▶ **SHORT TASK**
Convert every line of the items below into a Markdown table with two columns, Row for the running number and Line for the line itself, skipping blank lines. Leave the pictures out.

▶ **EXTRACTED MATERIAL**

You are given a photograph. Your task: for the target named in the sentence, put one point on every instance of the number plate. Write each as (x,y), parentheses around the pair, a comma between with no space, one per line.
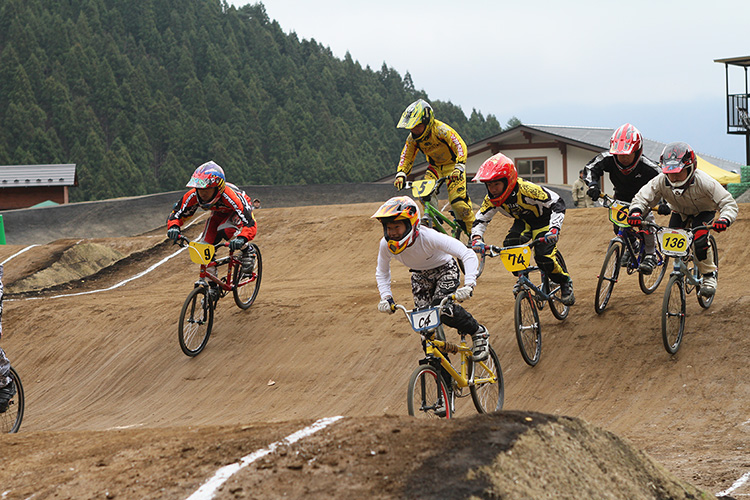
(516,259)
(423,188)
(425,319)
(618,214)
(675,242)
(201,253)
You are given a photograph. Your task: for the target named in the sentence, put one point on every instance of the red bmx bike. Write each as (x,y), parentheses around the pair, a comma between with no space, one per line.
(197,315)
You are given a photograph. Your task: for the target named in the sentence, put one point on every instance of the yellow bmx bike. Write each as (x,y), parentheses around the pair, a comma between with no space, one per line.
(436,383)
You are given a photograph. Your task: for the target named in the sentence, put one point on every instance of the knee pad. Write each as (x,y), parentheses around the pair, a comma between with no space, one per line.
(700,243)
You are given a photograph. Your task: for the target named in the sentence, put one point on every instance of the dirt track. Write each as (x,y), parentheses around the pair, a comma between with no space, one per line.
(108,361)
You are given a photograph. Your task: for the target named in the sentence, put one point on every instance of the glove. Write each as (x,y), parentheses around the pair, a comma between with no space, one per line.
(552,235)
(464,293)
(477,244)
(173,233)
(635,218)
(457,171)
(237,243)
(400,181)
(386,305)
(663,209)
(721,224)
(594,192)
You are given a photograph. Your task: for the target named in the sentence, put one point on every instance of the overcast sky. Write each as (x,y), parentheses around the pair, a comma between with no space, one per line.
(581,63)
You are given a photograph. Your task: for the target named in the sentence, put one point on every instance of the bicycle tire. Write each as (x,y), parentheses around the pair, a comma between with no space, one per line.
(528,328)
(426,388)
(650,282)
(673,314)
(197,312)
(607,276)
(245,294)
(481,257)
(558,309)
(10,419)
(486,398)
(705,302)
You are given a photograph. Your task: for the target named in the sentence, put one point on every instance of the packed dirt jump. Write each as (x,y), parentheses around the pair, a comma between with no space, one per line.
(114,409)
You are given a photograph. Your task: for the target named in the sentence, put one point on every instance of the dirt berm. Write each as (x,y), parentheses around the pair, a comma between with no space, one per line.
(115,410)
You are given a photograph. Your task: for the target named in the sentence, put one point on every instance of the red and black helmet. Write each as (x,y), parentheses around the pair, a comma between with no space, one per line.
(498,168)
(676,157)
(624,141)
(208,175)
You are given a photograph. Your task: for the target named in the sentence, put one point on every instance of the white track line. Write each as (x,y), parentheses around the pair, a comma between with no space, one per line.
(117,285)
(18,253)
(745,478)
(209,488)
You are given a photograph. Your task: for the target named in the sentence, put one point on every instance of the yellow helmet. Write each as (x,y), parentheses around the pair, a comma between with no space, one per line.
(418,112)
(399,208)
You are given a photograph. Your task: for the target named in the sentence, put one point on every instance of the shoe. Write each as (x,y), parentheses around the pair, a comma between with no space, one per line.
(248,261)
(481,348)
(440,406)
(566,293)
(708,288)
(440,409)
(6,393)
(625,259)
(648,264)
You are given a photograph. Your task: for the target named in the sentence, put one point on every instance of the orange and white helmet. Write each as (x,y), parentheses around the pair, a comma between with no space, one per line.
(497,168)
(399,208)
(676,157)
(625,140)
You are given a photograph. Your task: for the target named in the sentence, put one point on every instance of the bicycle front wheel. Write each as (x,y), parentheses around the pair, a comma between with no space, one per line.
(428,395)
(10,419)
(246,286)
(196,321)
(705,302)
(673,314)
(607,277)
(528,328)
(558,309)
(650,282)
(488,391)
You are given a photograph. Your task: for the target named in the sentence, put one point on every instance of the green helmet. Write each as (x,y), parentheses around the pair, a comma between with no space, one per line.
(418,112)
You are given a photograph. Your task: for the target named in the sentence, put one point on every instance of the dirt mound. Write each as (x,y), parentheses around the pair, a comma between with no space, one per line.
(121,405)
(503,455)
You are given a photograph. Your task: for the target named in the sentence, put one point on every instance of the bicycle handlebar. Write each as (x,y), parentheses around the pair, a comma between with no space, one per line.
(438,183)
(494,251)
(183,242)
(407,311)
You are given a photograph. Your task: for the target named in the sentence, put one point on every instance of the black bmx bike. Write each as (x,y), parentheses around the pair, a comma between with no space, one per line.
(11,418)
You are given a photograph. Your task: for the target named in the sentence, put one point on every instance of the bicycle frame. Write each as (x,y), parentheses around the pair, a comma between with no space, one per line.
(434,348)
(200,254)
(627,236)
(424,190)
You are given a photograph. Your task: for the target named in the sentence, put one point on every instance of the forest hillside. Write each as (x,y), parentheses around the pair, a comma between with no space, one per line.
(137,93)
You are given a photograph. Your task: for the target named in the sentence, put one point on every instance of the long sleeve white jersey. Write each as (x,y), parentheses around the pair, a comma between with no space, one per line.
(431,249)
(704,194)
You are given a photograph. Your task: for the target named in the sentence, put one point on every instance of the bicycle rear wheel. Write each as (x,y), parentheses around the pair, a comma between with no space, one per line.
(607,277)
(705,302)
(558,309)
(673,314)
(196,321)
(246,286)
(650,282)
(488,391)
(427,392)
(528,328)
(11,418)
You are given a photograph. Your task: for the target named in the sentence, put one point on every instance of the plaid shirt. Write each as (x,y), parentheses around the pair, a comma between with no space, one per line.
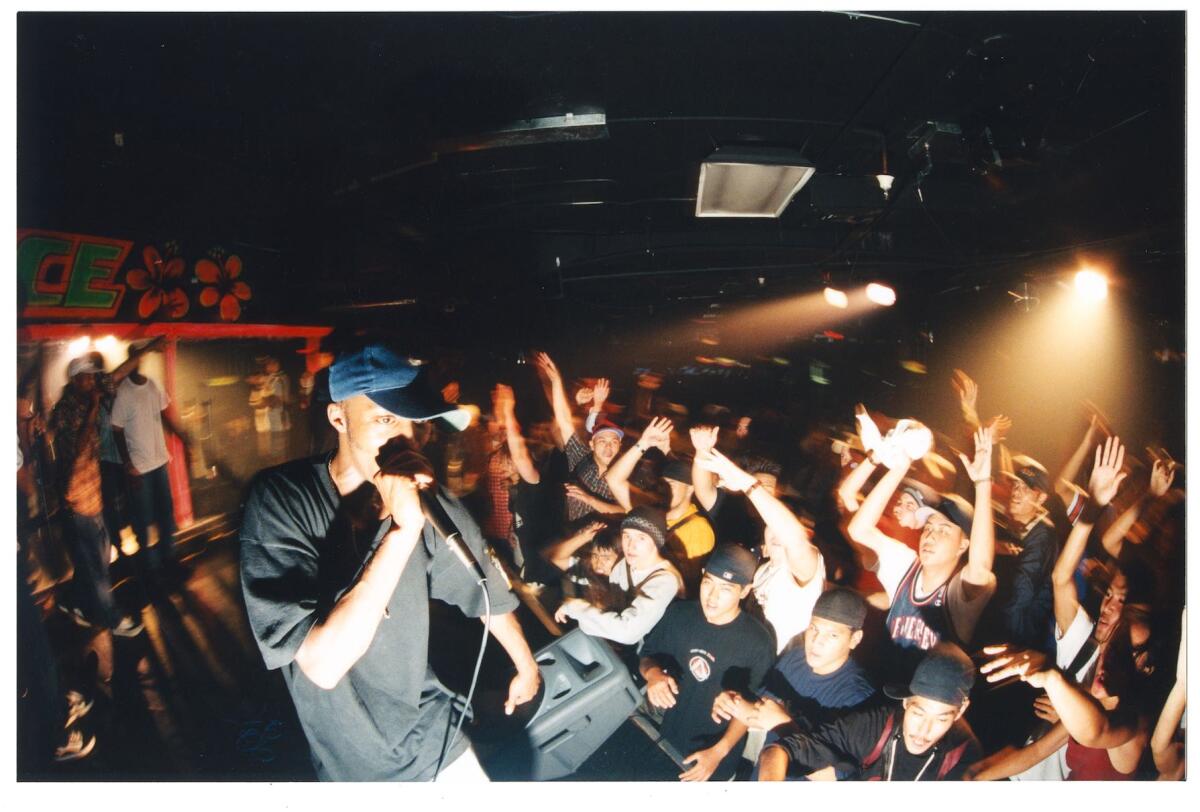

▶ **SOLUTION**
| Row | Line |
|---|---|
| 1 | You are given a photograph. Your task: for the target named in the sentence, put one point on every instance of the number plate. Write each as (x,y), parentheses around the pair, a comma between with no space, one per line. |
| 2 | (516,259) |
| 3 | (423,188) |
| 4 | (425,319) |
| 5 | (618,214) |
| 6 | (675,242) |
| 7 | (201,253) |
| 8 | You are given a photograph. Your task: for the target named in the sentence, put one point on every instance of the red bmx bike. Write each as (x,y), parentheses around the pair, a comma between with no space, one per line. |
| 9 | (197,315) |
| 10 | You are given a photograph. Your task: for the target named in the sentence, put one point on every instance of the yellow bmx bike. Write each as (x,y), parentheses around the pair, a comma between with no space, one per line. |
| 11 | (436,383) |
| 12 | You are given a photograph. Your task: for the target named in the sentence, put one point on every instance of the knee pad. Write each as (x,y), parentheses around the pair, a comma between with no space, one per line. |
| 13 | (700,243) |
| 14 | You are given a photograph. Your task: for the target named in the sentence, put one point on every instance of the dirt track. Write each as (x,y), parentheses around the pair, a comma between with no space, one per line. |
| 15 | (108,361) |
| 16 | You are given a photograph. Your task: for the target named in the sentence, put one point on every instance of the glove. Write each as (x,y), parentheses around the pair, a comma between with no space, one per line. |
| 17 | (552,235) |
| 18 | (464,293) |
| 19 | (477,244) |
| 20 | (173,233) |
| 21 | (635,218) |
| 22 | (457,171) |
| 23 | (237,243) |
| 24 | (400,181) |
| 25 | (386,305) |
| 26 | (663,209) |
| 27 | (721,224) |
| 28 | (594,192) |
| 29 | You are given a photograph. Your task: for the target named in the sentence, put one point on every instance of the overcast sky. Write each as (x,y), parentheses around the pair, a comma between with no space, one per line. |
| 30 | (581,63) |
| 31 | You are given a photograph. Your task: for the target named in the sentence, put one point on every instance of the bicycle tire. Write each as (x,y), parentheses around the pair, a comma between with no space, one per line. |
| 32 | (528,328) |
| 33 | (426,388) |
| 34 | (650,282) |
| 35 | (673,314) |
| 36 | (197,312) |
| 37 | (607,276) |
| 38 | (245,294) |
| 39 | (481,257) |
| 40 | (558,309) |
| 41 | (10,419) |
| 42 | (486,398) |
| 43 | (705,302) |
| 44 | You are given a photograph. Your task: for the target named in the sentence, put one point on every instance of the packed dirt jump. Write each as (x,y), parentheses around the pair, a comma between with no space, one per line. |
| 45 | (114,409) |
| 46 | You are given a photograph. Your task: for the target named in the sentence, put one point on every instance of the dirt berm. Write each as (x,y), parentheses around the pair, a comma between with no space, one per line. |
| 47 | (115,410) |
| 48 | You are given a photograph. Your task: for the target named in the sentence, put one point on every instance of the red and black helmet. Write each as (x,y), parentheses around the pair, a comma between with no space, one per line. |
| 49 | (498,168) |
| 50 | (676,157) |
| 51 | (624,141) |
| 52 | (208,175) |
| 53 | You are given a photograph. Your task: for the target named in the sentence, put one point on every instance of the white track line. Write each as (x,y), parentheses around the pair, a comma between with no space, one per line. |
| 54 | (117,285) |
| 55 | (18,253) |
| 56 | (745,478) |
| 57 | (209,488) |
| 58 | You are given a photograph. Your task: for the target named in the sentence, put one point on every instance of the yellow helmet. Write each as (x,y), parentheses around the pair, a comma between with no space, one per line. |
| 59 | (418,112) |
| 60 | (399,208) |
| 61 | You are given a photograph. Your task: for the target named in the sentence, put one point on every instance of the shoe. Write each as (x,y), parentheses around the pair, a comma between with no space, one per line. |
| 62 | (248,261) |
| 63 | (481,348) |
| 64 | (440,406) |
| 65 | (566,293) |
| 66 | (708,288) |
| 67 | (440,409) |
| 68 | (6,393) |
| 69 | (625,259) |
| 70 | (648,264) |
| 71 | You are given a photograph. Your task: for the target named in the sentence, put one point on every instance of the orange and white helmet. Write each as (x,y), parentheses around the pair, a comma between with no space, one per line. |
| 72 | (497,168) |
| 73 | (399,208) |
| 74 | (676,157) |
| 75 | (625,140) |
| 76 | You are given a photograph. Your task: for the target named in the sentence, put one point on every instance of the bicycle front wheel. Write each as (x,y), parentheses around the pair, a comma between with no space, one per line. |
| 77 | (428,395) |
| 78 | (10,419) |
| 79 | (246,286) |
| 80 | (196,321) |
| 81 | (705,302) |
| 82 | (673,314) |
| 83 | (607,277) |
| 84 | (528,328) |
| 85 | (558,309) |
| 86 | (650,282) |
| 87 | (488,391) |
| 88 | You are given a photograph. Your task: for the target named in the sentence, put one point on every instance of the green helmet. Write each as (x,y), parentheses around the pair, a comma between with no space, one per line. |
| 89 | (418,112) |
| 90 | You are given a photograph. Your task: for the target named in the sentence, put one point on every instance of the dirt mound. Write each as (x,y), parentheses around the pair, a comma between with no space, one per line. |
| 91 | (121,405) |
| 92 | (503,455) |
| 93 | You are given a photograph. Your task: for the target named in the sentence, put one point on every instance of the bicycle handlebar. Write each as (x,y), parentheses around the pair, a comma between with no space, one per line. |
| 94 | (438,183) |
| 95 | (494,251) |
| 96 | (183,242) |
| 97 | (407,311) |
| 98 | You are given a photograph. Your task: for the target named in the sentence, put one point on every instance of the black bmx bike. Write each as (x,y), parentheses around the pair, a comma between with no space, one per line. |
| 99 | (11,418) |
| 100 | You are given a photograph. Your task: for the target named in the sentence, put one point on every instance of the bicycle frame. Write each as (x,y), parentheses around the pair, a comma between with no space, one per line. |
| 101 | (434,348) |
| 102 | (200,254) |
| 103 | (627,236) |
| 104 | (424,190) |
| 105 | You are given a photograph. Your task: for the target named in the sentence, put one point on every instance of the forest hillside. Write each as (x,y), parentheses around the pair, a comma between with no space, one per line. |
| 106 | (137,93) |
| 107 | You are given a photograph. Your task: for the target named in the sentence, put one point on every instance of the long sleeve white jersey. Write each as (x,y), parentheses around the pair, a comma between with no space, one per line. |
| 108 | (431,249) |
| 109 | (704,194) |
| 110 | You are given a photograph. Your task: for the target named in the sentence, put one point on every instance of the bicycle rear wheel. Write each as (x,y), parentheses around the pair, a comma between with no space, one per line. |
| 111 | (607,277) |
| 112 | (705,302) |
| 113 | (558,309) |
| 114 | (673,314) |
| 115 | (196,321) |
| 116 | (246,286) |
| 117 | (650,282) |
| 118 | (488,391) |
| 119 | (427,392) |
| 120 | (528,328) |
| 121 | (11,418) |
| 122 | You are given a photograph. Your task: for the target named in the sentence, put one point on every instance of the plaid shirt. Write each as (x,y), parentheses around the pair, a comma between with no space, one per line. |